Problems and tasks
[1] According to the text on the National Agency for the Great Green Wall, in what year was the agency established by Act of Parliament?
[2] Update the stretch of the Great Green Wall agency text from "The National Agency for the Great Green Wall (NAGGW) is" through "and poverty eradication.", substituting "well-being" for "welfare".
[3] List every intervention and project named in the text on the National Agency for the Great Green Wall.
#### Text provided ####
National Agency for the Great Green Wall (NAGGW)
- Abbreviation: NAGGW
- Founder: Federal Government of Nigeria
- Type: Federal Government Agency
- Focus: Climate Change
- Headquarters: Abuja, Nigeria
- Region served: Nigeria
- Owner: Federal Republic of Nigeria
- Key people: Alhaji Saleh Abubakar

= National Agency for the Great Green Walls =

The National Agency for the Great Green Wall (NAGGW) is a Nigerian federal agency under the Federal Ministry of Environment (Nigeria), established to address land degradation and desertification, boost food security and support communities to adapt to climate change in the Nigerian states of Sokoto, Kebbi, Kastina, Zamfara, Kano, Jigawa, Bauchi, Gombe, Yobe, Borno, and Adamawa. The NAGGW serves as the Nigerian focal point for the actualisation of the vision of the African Union’s Great Green Wall of the Sahara and the Sahel project. The mission of the NAGGW is to halt and reverse land degradation, prevent depletion of biological diversity, ensure that by 2025, ecosystems are resilient to climate change and continue to provide essential services that would contribute to human welfare and poverty eradication.

==History==
The National Agency for the Great Green Wall (NAGGW) was established by Act of Parliament in 2015 to implement the vision of the African Union and its Heads and State of Governments Great Green Wall of the Sahara and the Sahel project Initiative (GGWSSI) of 2007. The initiative centred on the efforts to combat land degradation, drought and desertification and other menace orchestrated by impacts of climate change and a strive in the implementation process to improve on the livelihoods of the affected communities and reduce apparent manifestation of poverty and building the resilience of the people on the phenomena of climate change. The scope of the implementation process of the GGW programme covers the northern frontline States (Adamawa, Borno, Bauchi, Gombe, Jigawa, Kano, Katsina, Zamfara, Sokoto, Kebbi, and Yobe).

==Intervention and projects==
- Ecological Fund Supporting Great Green Wall Activities (EFO)
- Massive afforestation and reforestation activities supported by the Natural Resources Development Fund (NRDF);
- Action Against Desertification (AAD) Project supported by the Food and Agriculture Organization (FAO) of the United Nations and the European Union (EU).

==Leadership==
The agency is headed by a Director General appointed by the President of the Federal Republic of Nigeria, responsible for the execution of the policies, programmes and plans as approved by the council; and the day-to-day administration of the Agency. The current DG is Saleh Abubakar who was appointed by President Bola Tinubu in 2024.
#### Extracted entries ####
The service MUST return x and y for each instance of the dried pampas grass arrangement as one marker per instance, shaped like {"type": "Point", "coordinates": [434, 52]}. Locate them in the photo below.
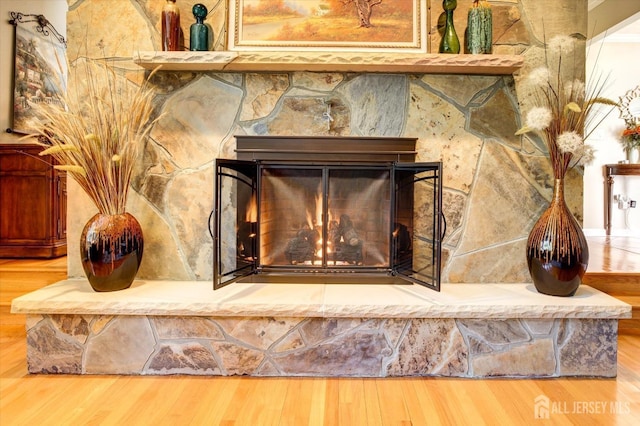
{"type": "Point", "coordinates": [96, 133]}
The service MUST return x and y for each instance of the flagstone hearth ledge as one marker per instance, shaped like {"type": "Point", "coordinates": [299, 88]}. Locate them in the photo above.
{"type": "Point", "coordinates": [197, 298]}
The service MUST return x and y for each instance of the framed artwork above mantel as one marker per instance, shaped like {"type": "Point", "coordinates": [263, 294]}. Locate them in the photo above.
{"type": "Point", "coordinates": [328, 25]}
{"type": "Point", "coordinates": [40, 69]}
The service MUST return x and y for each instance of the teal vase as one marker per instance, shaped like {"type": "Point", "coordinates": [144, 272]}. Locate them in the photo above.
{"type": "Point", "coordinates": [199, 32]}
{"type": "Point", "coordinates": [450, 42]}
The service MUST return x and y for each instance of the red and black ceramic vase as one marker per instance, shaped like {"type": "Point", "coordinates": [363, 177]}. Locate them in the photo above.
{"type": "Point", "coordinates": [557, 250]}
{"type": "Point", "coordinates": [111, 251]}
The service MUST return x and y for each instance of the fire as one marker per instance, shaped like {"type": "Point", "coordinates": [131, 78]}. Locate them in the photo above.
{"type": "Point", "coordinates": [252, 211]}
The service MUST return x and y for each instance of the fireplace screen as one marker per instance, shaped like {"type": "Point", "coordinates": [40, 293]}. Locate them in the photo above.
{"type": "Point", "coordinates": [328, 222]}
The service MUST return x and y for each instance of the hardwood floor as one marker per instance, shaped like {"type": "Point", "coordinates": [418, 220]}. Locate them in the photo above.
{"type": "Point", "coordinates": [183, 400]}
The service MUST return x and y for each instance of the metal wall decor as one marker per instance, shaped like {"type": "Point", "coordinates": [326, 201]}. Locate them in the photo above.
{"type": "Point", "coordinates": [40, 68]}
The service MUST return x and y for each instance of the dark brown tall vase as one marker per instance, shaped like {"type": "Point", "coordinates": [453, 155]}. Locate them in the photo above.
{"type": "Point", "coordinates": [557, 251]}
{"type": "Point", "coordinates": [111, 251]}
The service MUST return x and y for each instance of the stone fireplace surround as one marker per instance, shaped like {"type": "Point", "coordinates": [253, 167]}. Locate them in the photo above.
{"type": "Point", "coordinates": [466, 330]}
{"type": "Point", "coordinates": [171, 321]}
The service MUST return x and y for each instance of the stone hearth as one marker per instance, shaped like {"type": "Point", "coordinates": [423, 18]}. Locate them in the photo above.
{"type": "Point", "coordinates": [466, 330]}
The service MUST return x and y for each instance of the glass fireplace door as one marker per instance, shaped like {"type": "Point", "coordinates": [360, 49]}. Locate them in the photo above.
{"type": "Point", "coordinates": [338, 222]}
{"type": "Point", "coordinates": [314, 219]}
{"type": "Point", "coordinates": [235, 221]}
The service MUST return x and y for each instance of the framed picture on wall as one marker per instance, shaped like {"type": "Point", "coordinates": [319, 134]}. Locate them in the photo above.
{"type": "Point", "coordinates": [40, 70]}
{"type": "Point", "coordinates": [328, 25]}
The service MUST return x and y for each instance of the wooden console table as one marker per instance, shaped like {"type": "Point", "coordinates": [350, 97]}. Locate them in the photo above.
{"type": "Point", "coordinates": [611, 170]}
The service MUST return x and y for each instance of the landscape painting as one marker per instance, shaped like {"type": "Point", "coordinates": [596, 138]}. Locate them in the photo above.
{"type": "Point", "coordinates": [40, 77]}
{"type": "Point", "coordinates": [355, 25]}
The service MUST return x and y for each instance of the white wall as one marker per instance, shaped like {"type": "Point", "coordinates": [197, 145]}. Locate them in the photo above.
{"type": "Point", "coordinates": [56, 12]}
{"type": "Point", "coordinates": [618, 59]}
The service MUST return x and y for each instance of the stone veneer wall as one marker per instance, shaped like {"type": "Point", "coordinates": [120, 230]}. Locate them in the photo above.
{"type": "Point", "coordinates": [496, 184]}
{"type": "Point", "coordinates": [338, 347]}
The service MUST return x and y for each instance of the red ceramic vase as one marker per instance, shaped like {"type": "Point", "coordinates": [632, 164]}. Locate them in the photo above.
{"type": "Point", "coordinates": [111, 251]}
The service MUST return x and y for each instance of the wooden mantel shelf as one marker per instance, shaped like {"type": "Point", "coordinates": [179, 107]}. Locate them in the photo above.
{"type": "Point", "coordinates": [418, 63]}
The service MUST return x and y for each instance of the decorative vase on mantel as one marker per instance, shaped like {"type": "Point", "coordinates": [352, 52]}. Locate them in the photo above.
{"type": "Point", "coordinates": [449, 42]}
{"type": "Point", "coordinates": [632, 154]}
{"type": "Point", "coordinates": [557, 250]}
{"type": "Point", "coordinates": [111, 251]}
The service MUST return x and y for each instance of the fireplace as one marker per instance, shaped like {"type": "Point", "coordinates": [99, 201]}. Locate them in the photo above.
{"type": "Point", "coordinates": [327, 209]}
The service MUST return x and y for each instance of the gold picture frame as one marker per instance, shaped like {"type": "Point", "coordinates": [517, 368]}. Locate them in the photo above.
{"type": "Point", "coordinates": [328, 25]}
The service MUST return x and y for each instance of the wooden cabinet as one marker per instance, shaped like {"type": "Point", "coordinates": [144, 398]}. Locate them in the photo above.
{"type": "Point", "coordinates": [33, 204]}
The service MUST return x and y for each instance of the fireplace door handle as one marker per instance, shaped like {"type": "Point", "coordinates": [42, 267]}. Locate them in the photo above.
####
Answers for the exercise
[1] 2015

[2]
The National Agency for the Great Green Wall (NAGGW) is a Nigerian federal agency under the Federal Ministry of Environment (Nigeria), established to address land degradation and desertification, boost food security and support communities to adapt to climate change in the Nigerian states of Sokoto, Kebbi, Kastina, Zamfara, Kano, Jigawa, Bauchi, Gombe, Yobe, Borno, and Adamawa. The NAGGW serves as the Nigerian focal point for the actualisation of the vision of the African Union’s Great Green Wall of the Sahara and the Sahel project. The mission of the NAGGW is to halt and reverse land degradation, prevent depletion of biological diversity, ensure that by 2025, ecosystems are resilient to climate change and continue to provide essential services that would contribute to human well-being and poverty eradication.

[3]
- Ecological Fund Supporting Great Green Wall Activities (EFO)
- Massive afforestation and reforestation activities supported by the Natural Resources Development Fund (NRDF)
- Action Against Desertification (AAD) Project supported by the Food and Agriculture Organization (FAO) of the United Nations and the European Union (EU)